▶ _ASSIGNED TASK A_:
Answer these questions from the piece on Kaiser mixing COVID and non-COVID patients:
(i) On which days of her stay did the relative test negative?
(ii) Where was the relative moved after her Jan. 20 diagnosis?
(iii) Who wrote the quoted statement about the number of mixed units?
▶ _ASSIGNED TASK B_:
Carry the piece on Kaiser mixing COVID and non-COVID patients forward from its last sentence.

▶ _PAGE TEXT_:

Borenstein: Kaiser keeps COVID, non-COVID patients in same units.
Unbeknownst to family and patients, Kaiser has been keeping COVID and non-COVID patients in the same hospital nursing units when bed space runs short. Kaiser refuses to say how widespread the practice has been or how many patients consequently contracted the deadly virus.
I learned of the practice when an elderly, immunocompromised relative hospitalized in Kaiser’s Oakland facility for an unrelated reason tested positive for the virus on the ninth day of her stay. She had tested negative on the first, third and sixth days in the hospital and had been permitted no outside visitors. The positive test was reconfirmed on the 10th day.
The relative, after being diagnosed Jan. 20 with COVID-19, was moved to an isolation room across the hall — on the same eighth floor she had been staying. Medical personnel told me that, because of staffing shortages, doctors shuttled between rooms in the unit with COVID-19 patients and those with uninfected patients.
In this case, the potential for virus spread was exacerbated because the patient was taken elsewhere in the hospital for surgery on that ninth day, just hours after being tested and before the positive COVID-19 result was received.
A Kaiser spokeswoman, responding to questions by email, said nursing units are split between COVID and non-COVID patients when hospitals are full. She declined to say how many patients have caught the virus as a result or which Kaiser facilities are affected.
But her answer suggests the practice was not limited to Oakland. “The number of mixed units varies depending on the status of the surge and the number of COVID-19 positive patients hospitalized at a given time within a Kaiser Permanente hospital,” wrote spokeswoman Kerri Leedy.

▶ _MATERIAL PROVIDED_:
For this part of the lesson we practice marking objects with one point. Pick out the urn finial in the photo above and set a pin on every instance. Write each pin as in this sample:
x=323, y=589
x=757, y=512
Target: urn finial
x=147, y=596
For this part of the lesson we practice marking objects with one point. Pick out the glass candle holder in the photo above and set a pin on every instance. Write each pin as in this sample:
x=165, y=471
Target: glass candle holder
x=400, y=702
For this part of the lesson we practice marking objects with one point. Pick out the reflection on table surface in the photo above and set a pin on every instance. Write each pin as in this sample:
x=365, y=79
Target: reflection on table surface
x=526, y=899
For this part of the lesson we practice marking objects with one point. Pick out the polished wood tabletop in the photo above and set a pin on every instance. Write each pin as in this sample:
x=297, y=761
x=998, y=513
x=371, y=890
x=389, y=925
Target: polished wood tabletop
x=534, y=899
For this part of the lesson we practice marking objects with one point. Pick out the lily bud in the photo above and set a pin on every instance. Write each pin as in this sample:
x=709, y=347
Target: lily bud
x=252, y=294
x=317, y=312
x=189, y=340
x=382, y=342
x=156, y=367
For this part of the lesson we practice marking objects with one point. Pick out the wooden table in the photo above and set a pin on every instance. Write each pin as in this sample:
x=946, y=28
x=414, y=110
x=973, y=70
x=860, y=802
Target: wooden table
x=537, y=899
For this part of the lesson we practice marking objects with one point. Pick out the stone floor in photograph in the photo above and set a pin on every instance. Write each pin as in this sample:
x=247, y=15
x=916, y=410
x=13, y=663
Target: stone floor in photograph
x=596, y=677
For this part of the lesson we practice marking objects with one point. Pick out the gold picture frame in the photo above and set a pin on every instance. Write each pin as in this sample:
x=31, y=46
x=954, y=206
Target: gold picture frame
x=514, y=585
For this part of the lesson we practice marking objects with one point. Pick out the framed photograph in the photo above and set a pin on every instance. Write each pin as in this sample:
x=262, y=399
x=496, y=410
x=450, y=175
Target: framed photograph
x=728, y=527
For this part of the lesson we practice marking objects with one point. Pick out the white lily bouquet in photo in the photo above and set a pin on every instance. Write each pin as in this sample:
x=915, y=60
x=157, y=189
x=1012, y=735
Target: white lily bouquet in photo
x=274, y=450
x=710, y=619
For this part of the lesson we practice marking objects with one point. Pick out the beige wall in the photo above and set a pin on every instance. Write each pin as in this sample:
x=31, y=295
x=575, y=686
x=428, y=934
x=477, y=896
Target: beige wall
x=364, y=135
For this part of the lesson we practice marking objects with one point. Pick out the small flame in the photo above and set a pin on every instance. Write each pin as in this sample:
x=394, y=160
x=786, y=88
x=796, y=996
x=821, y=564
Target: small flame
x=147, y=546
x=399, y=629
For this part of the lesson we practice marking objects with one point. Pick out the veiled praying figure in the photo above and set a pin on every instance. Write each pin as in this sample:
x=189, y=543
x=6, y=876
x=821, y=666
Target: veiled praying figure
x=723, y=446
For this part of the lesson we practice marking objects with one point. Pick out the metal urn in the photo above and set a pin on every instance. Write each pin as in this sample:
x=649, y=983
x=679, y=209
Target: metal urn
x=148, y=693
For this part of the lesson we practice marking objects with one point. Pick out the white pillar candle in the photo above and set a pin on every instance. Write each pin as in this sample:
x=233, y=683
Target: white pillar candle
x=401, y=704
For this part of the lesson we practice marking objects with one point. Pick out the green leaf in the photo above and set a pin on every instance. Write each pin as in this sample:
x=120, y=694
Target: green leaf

▶ _ANSWER BOX A_:
(i) The first, third and sixth days.
(ii) An isolation room across the hall, on the same eighth floor.
(iii) Kaiser spokeswoman Kerri Leedy.

▶ _ANSWER BOX B_:
Nurses do not care for both types of patients on the same shift, Leedy wrote, but it is “possible” some doctors and housekeeping staff do, “depending on the individual’s assignment.”
Anyone entering COVID-19 patients’ rooms must don appropriate personal protective equipment and take it off and practice hand hygiene when exiting, Leedy wrote. Staff are required to always wear masks.
Dr. Nicholas Moss, Alameda County’s health officer, said he thinks state regulations permit the practice. He said he could not discuss COVID-19 case numbers or outbreaks at individual facilities.
It’s understandable Kaiser had to resort to extreme measures to handle the latest surge of patients, which tapped out many Bay Area and California hospitals. What’s troubling is the lack of transparency.
Kaiser and other hospitals have a responsibility to tell patients and their families about COVID-19 risks — starting with notification to uninfected patients that others in the same unit have the virus.
Kaiser’s approach to disclosure is circular. Asked if Kaiser warns COVID-free patients about the nearby infected people, Leedy responded, “This is certainly information that is available to patients and families if requested, and we have no intent to withhold it.”
Of course, one would have to know to ask. This same health care operation earlier in the pandemic was assuring patients that COVID and non-COVID patients were being kept separate.
There’s a balancing going on here. Kaiser, understandably, doesn’t want people with serious medical conditions avoiding needed treatment because they fear contracting the coronavirus. There’s ample evidence that people are forgoing care. But the best way to build trust is to be forthcoming with patients and staff.
Unfortunately, Kaiser keeps pushing the envelope. In January alone, the health care giant was fined or cited for the failure to timely report the Christmas Day coronavirus outbreak in San Jose that affected about 90 staff and patients; for allegedly failing to investigate and notify employees in Walnut Creek who had been exposed to the virus; and for allegedly requiring employees in San Leandro to use respirators with defective face shields and cracked helmets.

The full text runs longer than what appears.